(Exercise): Can you recast every line of the rows below as a JSON list of strings, with one string per line and blank lines left out?

(Data shown):
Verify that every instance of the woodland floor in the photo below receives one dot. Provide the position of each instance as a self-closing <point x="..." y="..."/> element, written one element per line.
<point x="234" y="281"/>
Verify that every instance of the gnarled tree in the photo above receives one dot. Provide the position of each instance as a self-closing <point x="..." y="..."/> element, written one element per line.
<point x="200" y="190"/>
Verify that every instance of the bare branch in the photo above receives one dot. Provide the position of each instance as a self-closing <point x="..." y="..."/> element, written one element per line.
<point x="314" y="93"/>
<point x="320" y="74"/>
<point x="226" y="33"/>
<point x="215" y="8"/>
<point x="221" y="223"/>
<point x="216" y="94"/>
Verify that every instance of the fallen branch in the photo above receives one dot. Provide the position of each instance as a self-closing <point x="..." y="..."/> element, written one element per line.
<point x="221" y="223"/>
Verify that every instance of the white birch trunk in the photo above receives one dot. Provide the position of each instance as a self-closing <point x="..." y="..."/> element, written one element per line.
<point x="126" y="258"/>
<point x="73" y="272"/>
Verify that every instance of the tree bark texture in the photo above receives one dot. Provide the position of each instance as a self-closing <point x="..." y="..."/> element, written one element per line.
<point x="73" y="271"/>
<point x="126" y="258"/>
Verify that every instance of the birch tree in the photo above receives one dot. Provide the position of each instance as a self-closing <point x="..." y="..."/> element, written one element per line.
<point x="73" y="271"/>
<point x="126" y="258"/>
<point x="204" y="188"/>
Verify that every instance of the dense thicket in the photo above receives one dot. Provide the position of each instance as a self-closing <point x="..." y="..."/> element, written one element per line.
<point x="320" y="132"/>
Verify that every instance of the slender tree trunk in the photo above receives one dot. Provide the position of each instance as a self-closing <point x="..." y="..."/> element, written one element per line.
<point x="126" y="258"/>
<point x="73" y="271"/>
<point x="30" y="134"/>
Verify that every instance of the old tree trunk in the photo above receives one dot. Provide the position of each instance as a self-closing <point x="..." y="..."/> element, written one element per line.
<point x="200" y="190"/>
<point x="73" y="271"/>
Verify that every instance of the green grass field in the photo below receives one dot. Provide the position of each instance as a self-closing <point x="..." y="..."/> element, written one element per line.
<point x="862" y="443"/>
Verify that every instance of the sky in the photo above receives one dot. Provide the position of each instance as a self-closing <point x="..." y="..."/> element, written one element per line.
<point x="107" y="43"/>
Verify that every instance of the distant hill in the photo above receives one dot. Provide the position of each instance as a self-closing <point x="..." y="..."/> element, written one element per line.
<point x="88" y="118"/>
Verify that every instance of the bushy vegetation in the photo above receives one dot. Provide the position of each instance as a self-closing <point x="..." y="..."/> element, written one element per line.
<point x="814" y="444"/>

(Complete output):
[
  "Verify that every instance of the woodland floor in the photo below receives one dot. Provide the position of each instance as a self-closing <point x=\"...\" y=\"...\"/> element, written one element per line.",
  "<point x=\"234\" y=\"281\"/>",
  "Verify that every instance of the gnarled tree in the photo above receives one dot. Provide the position of each instance as a self-closing <point x=\"...\" y=\"...\"/> element, written one element per line.",
  "<point x=\"200\" y=\"190\"/>",
  "Verify that every instance of the bare branch in the photo above receives one dot. Provide the position of each instance as a self-closing <point x=\"...\" y=\"...\"/> element, written one element per line.",
  "<point x=\"314\" y=\"93\"/>",
  "<point x=\"320\" y=\"74\"/>",
  "<point x=\"226\" y=\"33\"/>",
  "<point x=\"215\" y=\"8\"/>",
  "<point x=\"221\" y=\"223\"/>",
  "<point x=\"216\" y=\"94\"/>",
  "Verify that every instance of the fallen branch in the photo above receives one dot. Provide the position of each instance as a self-closing <point x=\"...\" y=\"...\"/> element, written one element per line.",
  "<point x=\"221\" y=\"223\"/>",
  "Verify that every instance of the white birch trunk in the photo above receives one dot. Provide the position of each instance as a self-closing <point x=\"...\" y=\"...\"/> element, written one element per line.",
  "<point x=\"126\" y=\"258\"/>",
  "<point x=\"73\" y=\"272\"/>",
  "Verify that every instance of the tree bark texture in the photo above receives one dot. Provide the position of each instance as a self-closing <point x=\"...\" y=\"...\"/> element, written one element per line.",
  "<point x=\"73\" y=\"271\"/>",
  "<point x=\"126\" y=\"258\"/>",
  "Verify that every instance of the birch tree in the photo above receives one dot. Provide the position of each instance as a self-closing <point x=\"...\" y=\"...\"/> element, written one element per line.",
  "<point x=\"73\" y=\"271\"/>",
  "<point x=\"126\" y=\"258\"/>",
  "<point x=\"204\" y=\"188\"/>",
  "Verify that every instance of the dense thicket in the photo above receives one dot. Provide the position of each instance as a self-closing <point x=\"...\" y=\"...\"/> element, written one element per line.",
  "<point x=\"320\" y=\"132\"/>",
  "Verify that every instance of the slender tree trunk in the photo above receives one dot. Provide the position of each instance as a self-closing <point x=\"...\" y=\"...\"/> element, written one element per line.",
  "<point x=\"126\" y=\"258\"/>",
  "<point x=\"73\" y=\"271\"/>",
  "<point x=\"30\" y=\"134\"/>",
  "Verify that every instance of the old tree trunk in the photo above receives one dot. Provide the position of each instance as a self-closing <point x=\"...\" y=\"...\"/> element, written one element per line.",
  "<point x=\"200\" y=\"190\"/>",
  "<point x=\"73\" y=\"271\"/>",
  "Verify that every instance of the green grass field in the photo below receives one dot. Provide the position of each instance as a self-closing <point x=\"...\" y=\"...\"/> element, written one element per line.",
  "<point x=\"862\" y=\"443\"/>",
  "Verify that every instance of the sky in the photo above receives one dot. Provide the position of each instance as a self-closing <point x=\"...\" y=\"...\"/> element, written one element per line.",
  "<point x=\"107\" y=\"43\"/>",
  "Verify that every instance of the distant hill in the photo above receives one dot. Provide the position of each instance as a self-closing <point x=\"...\" y=\"...\"/> element, written one element per line.",
  "<point x=\"88\" y=\"118\"/>",
  "Verify that every instance of the bushy vegetation in the photo above receives one dot. Provide the position of each instance as a self-closing <point x=\"...\" y=\"...\"/> element, written one element per line.",
  "<point x=\"814\" y=\"444\"/>"
]